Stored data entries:
+===+
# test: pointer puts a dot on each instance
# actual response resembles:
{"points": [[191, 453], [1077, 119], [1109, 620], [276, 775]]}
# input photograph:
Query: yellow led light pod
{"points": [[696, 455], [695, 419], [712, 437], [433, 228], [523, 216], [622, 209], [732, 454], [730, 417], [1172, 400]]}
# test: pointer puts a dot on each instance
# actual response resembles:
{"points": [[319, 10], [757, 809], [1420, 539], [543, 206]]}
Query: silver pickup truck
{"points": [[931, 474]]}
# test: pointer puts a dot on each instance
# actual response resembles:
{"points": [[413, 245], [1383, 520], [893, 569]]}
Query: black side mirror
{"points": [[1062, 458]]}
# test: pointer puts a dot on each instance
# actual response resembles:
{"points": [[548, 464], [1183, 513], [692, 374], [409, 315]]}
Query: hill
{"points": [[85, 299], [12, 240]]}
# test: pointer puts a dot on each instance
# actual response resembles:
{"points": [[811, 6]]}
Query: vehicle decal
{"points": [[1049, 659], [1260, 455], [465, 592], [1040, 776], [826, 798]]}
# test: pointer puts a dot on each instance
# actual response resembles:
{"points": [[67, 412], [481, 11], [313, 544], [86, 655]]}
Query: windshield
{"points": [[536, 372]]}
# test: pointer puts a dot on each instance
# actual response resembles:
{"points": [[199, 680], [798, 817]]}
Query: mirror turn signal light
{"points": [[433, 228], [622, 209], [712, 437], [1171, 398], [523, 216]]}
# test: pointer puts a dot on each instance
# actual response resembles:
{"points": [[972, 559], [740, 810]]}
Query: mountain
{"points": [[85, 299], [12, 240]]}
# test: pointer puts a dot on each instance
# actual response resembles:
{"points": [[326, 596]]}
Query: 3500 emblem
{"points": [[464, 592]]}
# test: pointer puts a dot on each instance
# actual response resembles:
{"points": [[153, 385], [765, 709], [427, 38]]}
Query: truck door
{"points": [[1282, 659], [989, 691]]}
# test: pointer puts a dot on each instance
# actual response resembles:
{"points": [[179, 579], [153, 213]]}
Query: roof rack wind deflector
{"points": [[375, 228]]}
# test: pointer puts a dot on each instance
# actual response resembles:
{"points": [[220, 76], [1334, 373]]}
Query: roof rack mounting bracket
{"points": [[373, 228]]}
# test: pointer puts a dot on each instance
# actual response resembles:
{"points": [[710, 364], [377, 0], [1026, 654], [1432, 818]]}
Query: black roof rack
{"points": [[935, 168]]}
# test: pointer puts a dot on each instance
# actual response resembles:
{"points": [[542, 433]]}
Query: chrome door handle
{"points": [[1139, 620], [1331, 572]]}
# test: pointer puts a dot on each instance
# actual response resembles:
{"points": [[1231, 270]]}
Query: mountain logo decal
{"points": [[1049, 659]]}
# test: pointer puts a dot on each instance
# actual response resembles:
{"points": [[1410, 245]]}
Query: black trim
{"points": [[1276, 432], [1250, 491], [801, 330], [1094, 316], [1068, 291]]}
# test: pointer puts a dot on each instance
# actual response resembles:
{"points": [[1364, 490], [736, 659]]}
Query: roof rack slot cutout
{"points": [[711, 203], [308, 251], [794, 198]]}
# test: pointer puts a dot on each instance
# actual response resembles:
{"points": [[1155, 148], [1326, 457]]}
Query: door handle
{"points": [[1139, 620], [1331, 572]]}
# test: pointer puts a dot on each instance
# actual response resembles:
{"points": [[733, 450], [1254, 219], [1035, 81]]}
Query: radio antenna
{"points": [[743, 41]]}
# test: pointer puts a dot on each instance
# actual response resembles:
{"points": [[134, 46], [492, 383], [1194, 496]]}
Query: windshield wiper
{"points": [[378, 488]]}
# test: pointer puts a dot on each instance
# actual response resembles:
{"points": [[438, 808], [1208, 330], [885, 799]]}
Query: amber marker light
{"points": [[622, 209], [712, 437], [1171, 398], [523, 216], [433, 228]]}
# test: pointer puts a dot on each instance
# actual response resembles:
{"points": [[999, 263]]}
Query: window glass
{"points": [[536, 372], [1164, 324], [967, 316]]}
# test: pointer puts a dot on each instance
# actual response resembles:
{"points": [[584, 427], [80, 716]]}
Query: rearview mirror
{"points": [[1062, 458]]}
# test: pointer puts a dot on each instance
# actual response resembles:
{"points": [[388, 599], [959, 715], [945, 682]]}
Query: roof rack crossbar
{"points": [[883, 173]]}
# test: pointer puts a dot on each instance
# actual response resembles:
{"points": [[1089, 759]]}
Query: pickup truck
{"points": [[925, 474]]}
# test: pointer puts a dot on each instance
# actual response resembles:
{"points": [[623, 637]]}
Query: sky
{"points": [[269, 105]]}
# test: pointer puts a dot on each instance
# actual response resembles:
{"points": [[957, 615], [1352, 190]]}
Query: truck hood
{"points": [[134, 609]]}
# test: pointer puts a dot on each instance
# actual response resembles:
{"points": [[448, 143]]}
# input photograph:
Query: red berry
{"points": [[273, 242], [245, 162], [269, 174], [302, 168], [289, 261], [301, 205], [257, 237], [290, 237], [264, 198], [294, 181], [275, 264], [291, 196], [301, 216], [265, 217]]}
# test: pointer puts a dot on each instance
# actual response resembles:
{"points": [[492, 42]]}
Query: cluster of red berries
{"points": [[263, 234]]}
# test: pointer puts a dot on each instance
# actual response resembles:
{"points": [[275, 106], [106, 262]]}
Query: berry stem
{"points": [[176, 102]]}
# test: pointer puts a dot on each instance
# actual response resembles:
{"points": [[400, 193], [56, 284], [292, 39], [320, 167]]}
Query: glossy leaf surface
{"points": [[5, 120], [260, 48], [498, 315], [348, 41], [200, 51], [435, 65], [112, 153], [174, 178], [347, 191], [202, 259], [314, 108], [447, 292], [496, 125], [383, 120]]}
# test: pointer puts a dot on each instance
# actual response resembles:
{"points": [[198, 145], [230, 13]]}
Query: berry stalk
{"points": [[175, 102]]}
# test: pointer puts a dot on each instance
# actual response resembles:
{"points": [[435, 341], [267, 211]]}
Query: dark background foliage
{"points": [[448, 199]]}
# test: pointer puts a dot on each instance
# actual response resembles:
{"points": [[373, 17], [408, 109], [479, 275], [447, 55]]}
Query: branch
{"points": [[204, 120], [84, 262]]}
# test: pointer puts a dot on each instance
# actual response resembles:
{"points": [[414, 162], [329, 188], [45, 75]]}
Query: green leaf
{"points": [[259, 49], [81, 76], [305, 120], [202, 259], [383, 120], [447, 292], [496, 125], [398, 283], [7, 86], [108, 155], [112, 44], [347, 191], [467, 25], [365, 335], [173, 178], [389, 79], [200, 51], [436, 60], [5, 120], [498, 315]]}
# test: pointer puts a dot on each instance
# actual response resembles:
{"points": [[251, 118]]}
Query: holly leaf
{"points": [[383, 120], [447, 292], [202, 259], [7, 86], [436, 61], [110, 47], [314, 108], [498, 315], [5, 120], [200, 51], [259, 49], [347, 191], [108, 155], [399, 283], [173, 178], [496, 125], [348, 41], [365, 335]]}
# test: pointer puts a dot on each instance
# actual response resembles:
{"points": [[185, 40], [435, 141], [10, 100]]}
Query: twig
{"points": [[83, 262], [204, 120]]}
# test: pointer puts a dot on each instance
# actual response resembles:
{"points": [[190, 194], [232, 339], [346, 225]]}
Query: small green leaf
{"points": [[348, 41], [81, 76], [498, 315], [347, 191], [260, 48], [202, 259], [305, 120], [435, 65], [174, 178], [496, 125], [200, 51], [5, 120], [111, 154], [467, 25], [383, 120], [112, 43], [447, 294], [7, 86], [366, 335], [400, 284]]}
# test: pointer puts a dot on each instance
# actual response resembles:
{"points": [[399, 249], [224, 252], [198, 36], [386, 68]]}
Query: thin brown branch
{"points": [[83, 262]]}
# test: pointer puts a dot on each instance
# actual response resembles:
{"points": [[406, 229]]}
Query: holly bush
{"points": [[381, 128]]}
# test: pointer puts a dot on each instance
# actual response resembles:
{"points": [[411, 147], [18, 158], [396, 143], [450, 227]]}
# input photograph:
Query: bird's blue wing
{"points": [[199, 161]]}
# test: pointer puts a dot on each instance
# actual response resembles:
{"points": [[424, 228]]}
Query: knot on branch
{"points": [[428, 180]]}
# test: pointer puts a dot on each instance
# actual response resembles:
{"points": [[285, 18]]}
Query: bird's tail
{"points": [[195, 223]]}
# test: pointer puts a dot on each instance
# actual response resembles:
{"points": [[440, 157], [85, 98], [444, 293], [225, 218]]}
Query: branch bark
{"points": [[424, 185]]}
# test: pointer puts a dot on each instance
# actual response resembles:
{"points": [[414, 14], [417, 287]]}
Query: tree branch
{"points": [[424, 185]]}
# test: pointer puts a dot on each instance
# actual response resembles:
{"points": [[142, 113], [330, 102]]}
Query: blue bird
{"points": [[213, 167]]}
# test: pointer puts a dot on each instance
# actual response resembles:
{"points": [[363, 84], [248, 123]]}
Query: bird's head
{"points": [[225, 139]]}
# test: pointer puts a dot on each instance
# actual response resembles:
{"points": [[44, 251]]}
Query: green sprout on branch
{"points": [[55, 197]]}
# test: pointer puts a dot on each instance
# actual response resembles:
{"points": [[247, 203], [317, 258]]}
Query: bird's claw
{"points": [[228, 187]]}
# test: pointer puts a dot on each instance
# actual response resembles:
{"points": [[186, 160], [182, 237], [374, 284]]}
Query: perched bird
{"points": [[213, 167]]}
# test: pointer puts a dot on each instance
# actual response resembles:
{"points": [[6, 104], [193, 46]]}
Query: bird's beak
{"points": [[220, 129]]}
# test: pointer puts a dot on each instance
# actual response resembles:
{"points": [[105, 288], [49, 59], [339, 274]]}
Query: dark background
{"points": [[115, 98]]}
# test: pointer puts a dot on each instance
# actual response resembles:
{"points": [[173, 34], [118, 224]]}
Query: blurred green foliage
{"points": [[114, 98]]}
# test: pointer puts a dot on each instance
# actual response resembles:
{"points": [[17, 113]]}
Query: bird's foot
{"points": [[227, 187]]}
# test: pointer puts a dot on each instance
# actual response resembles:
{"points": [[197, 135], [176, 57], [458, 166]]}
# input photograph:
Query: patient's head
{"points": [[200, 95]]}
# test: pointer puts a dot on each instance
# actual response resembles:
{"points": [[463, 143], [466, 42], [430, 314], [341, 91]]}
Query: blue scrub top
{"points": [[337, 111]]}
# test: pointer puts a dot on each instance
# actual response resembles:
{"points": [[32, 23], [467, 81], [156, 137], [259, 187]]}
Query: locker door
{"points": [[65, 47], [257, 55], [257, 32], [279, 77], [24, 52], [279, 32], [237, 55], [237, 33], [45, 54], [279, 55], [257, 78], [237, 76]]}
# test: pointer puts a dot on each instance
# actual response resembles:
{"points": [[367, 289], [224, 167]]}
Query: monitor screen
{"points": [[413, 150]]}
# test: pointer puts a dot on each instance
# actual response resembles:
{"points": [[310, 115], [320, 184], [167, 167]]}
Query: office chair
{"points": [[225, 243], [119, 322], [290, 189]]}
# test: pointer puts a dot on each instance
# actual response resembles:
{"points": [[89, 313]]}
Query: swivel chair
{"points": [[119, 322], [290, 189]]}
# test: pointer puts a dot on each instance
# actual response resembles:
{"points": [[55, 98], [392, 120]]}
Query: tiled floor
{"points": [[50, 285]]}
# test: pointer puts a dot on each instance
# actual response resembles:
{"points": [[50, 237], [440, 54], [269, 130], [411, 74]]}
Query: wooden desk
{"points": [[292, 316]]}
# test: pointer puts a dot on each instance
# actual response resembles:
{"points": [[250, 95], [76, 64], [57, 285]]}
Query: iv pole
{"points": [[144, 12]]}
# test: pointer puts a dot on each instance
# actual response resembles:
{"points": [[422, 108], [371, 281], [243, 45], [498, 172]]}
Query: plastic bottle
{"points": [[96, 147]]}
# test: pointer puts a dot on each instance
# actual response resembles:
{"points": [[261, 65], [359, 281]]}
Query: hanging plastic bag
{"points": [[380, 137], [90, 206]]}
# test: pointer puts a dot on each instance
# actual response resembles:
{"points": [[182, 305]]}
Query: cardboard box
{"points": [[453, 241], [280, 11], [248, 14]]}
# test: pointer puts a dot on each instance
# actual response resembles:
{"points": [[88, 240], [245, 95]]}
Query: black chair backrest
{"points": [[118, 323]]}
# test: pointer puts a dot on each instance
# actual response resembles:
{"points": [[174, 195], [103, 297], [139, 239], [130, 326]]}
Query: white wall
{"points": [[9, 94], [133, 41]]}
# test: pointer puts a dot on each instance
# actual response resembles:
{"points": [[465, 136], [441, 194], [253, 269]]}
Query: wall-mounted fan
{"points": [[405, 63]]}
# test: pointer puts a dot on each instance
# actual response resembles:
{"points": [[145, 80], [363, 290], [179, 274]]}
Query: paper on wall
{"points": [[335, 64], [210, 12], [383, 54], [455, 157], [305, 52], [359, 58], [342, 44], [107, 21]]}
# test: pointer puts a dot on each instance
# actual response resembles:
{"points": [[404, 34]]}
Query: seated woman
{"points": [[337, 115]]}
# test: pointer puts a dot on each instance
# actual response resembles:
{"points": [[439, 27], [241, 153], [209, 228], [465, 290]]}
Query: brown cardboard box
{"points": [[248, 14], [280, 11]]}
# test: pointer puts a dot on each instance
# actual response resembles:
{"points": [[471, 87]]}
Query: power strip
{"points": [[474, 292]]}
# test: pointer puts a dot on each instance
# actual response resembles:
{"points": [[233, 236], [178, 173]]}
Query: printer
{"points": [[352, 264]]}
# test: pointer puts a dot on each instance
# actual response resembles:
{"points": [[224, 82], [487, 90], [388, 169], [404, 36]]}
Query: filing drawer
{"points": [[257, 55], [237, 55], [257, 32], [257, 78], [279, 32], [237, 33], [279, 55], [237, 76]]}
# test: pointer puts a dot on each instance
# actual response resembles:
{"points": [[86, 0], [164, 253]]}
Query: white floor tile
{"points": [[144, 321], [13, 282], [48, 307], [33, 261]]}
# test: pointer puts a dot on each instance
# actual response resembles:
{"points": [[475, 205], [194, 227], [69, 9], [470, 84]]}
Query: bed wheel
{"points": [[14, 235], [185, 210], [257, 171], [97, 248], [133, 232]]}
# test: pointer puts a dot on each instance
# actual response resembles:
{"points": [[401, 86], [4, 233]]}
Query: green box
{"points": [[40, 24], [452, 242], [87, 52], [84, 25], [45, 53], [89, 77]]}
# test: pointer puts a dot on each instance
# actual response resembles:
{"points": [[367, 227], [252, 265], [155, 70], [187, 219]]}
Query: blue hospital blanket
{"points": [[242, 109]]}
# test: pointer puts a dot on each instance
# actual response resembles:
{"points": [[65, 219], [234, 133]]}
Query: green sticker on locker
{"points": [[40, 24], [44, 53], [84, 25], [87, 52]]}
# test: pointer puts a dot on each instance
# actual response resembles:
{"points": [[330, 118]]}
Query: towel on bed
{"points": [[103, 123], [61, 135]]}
+===+
:: Goal ::
Pick out every line in the stored data entries that contains the word "floor", paying attention to case, and copy each one.

:: Response to the exercise ::
Query: tiled floor
Query: white floor tile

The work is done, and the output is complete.